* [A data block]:
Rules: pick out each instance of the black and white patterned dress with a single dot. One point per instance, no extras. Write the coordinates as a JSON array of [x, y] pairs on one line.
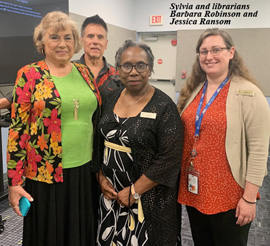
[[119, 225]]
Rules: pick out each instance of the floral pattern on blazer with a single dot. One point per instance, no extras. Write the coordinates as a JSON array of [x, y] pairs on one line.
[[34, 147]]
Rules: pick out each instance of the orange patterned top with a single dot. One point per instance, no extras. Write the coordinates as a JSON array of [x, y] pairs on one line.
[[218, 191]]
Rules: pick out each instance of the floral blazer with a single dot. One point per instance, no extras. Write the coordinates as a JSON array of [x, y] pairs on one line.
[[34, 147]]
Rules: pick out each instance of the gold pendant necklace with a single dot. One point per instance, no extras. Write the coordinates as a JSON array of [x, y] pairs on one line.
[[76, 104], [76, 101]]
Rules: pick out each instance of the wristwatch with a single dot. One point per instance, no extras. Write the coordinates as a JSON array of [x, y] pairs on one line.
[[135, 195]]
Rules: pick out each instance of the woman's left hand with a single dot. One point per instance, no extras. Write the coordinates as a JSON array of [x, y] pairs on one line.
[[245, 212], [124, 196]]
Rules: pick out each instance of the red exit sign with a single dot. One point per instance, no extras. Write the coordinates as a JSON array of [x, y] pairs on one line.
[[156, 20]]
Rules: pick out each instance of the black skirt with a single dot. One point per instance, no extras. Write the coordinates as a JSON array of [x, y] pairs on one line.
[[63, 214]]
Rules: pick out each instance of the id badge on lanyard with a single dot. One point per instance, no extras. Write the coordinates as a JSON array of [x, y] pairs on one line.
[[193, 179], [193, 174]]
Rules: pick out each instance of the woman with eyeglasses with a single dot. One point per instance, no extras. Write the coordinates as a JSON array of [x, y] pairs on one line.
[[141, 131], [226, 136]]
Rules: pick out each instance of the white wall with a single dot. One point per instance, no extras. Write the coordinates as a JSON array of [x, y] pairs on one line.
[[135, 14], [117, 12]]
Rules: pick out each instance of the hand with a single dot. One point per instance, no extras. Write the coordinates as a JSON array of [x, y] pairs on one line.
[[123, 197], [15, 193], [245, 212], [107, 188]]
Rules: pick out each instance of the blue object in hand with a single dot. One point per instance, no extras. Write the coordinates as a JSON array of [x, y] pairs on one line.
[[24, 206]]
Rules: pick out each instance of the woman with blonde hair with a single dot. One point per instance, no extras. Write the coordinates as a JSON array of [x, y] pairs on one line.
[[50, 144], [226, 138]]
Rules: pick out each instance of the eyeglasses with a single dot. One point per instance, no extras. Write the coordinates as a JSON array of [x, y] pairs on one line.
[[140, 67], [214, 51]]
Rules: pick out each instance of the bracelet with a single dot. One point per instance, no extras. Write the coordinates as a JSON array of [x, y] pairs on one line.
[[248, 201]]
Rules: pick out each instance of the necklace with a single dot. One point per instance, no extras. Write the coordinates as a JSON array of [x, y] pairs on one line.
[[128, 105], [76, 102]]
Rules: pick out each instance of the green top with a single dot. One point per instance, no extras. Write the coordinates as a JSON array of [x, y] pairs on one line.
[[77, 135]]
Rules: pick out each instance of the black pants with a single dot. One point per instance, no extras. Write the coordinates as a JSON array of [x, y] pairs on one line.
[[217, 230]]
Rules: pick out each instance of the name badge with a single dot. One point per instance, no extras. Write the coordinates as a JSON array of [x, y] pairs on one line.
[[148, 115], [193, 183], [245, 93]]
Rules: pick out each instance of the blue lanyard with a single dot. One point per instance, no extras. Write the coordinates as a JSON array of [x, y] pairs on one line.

* [Problem statement]:
Turn every one of the records above into a numbered list, skipping blank lines and leaving out the pictures.

* [Complete output]:
1. Rules: pick out each instance of the black and white patterned dress with a single dot. One point per instance, no extras. Write the coordinates as a JSON array of [x, y] pairs on one line.
2. [[119, 225]]
3. Rules: pick out each instance of the floral pattern on blazer with a single dot. One point per instance, no extras. Write the coordinates as a JSON array of [x, y] pairs on one line.
4. [[34, 147]]
5. Rules: pick out each instance of the orange patterned top with a single dot. One point per instance, no extras. Write the coordinates as a JSON array of [x, y] pairs on one line.
6. [[218, 191]]
7. Rules: pick out each instance of the floral blazer with a single dot. One point per instance, no extras. Write the coordinates as a JSON array of [x, y] pairs on one line.
8. [[34, 147]]
9. Rules: pick out each instance of the gold pendant necklace with a single dot. One point per instance, no extras. Write the coordinates as a JSON array of [x, y] pairs on one line.
10. [[76, 104], [76, 101]]
11. Rules: pick out each instance of the wristwatch with a single dot. One point per instance, no extras. Write the coordinates as a JSON array of [x, y] pairs on one line.
12. [[135, 195]]
13. Rules: pick out each instance of the woman's left hand with a single dot. One point per instance, no extras. Write the coordinates as a JSON array of [x, y] pairs on one line.
14. [[245, 212], [124, 196]]
15. Rules: pick out each instance of the red exit sign with a single dot. One point per instance, no extras. Write the coordinates as a JSON array of [x, y] pairs on one line.
16. [[156, 20]]
17. Rules: pick out each instance of the black skirt with a single dot. One point per instance, no extras. Write the coordinates as a JSON array of [x, y] pairs on one line.
18. [[63, 214]]
19. Rules: pick out each instance of the id badge on lanyard with a single dot. One point per instance, no extras. Write the coordinates as a JSON array of [x, y] pairs on one line.
20. [[193, 179], [193, 174]]
21. Rules: pick out each instance of the woman with eyeglasses with a single dot. One point per instance, no extras. Write the coordinates as a JSON array of [x, y] pairs on one line.
22. [[141, 131], [226, 136]]
23. Rules: pick out each instance of the white wall with a single dot. One point per instance, no extras. Write the coordinates as a JSON array of [x, y] pairs on one line.
24. [[135, 14], [117, 12]]
25. Rules: pick out each instance of the hand with a single dot. One point per instance, no extras. Write the coordinates as a JSON array of [x, y] pairs on one line.
26. [[123, 197], [15, 193], [245, 212], [107, 188]]
27. Rules: pick out each instance of the blue object in hand with a single dot. One point per instance, no extras. Write the coordinates as a JSON array of [x, y] pairs on one line.
28. [[24, 206]]
29. Rules: pick out each instance of the woman with blonde hair with a single dot. One point per instance, no extras. Write the coordinates as a JSON array of [x, y] pairs on one line.
30. [[50, 144], [226, 138]]
31. Rules: pick out each instance of the eyeglasses with a single dot. One point per instance, no extras. Write the coordinates as a JSON array of [x, y] pairs on one line.
32. [[140, 67], [214, 51]]
33. Rules: pick out each instance of the bracelet with a single dot. One point per instance, no extras. Write the coordinates as a JSON array of [x, y] pairs on one line.
34. [[248, 201]]
35. Rules: pick out each instance of the necklace with a single dot. One point per instance, no extras. Write the coordinates as a JSON array of [x, y] pairs on one line.
36. [[128, 105], [76, 102]]
37. Rules: pick out each instance of the green top with a single dot. One point per instance, no extras. Write the coordinates as a JSON array of [x, y] pairs on one line.
38. [[77, 135]]
39. Rules: pick out each instance of the black pants with a single dot. One point per instance, no extras. Write the coordinates as a JSON array of [x, y] pairs on one line.
40. [[217, 230]]
41. Rules: pick out each instance of the name badge with a single dot. One point per instance, no extras. Write the coordinates as a JSON array of [x, y] pairs on one line.
42. [[148, 115], [193, 183], [245, 93]]
43. Rules: pick out each instance of the blue lanyard with a single dot. One point per instance, no extras. Write the coordinates as a JSON array of [x, y] pairs on one line.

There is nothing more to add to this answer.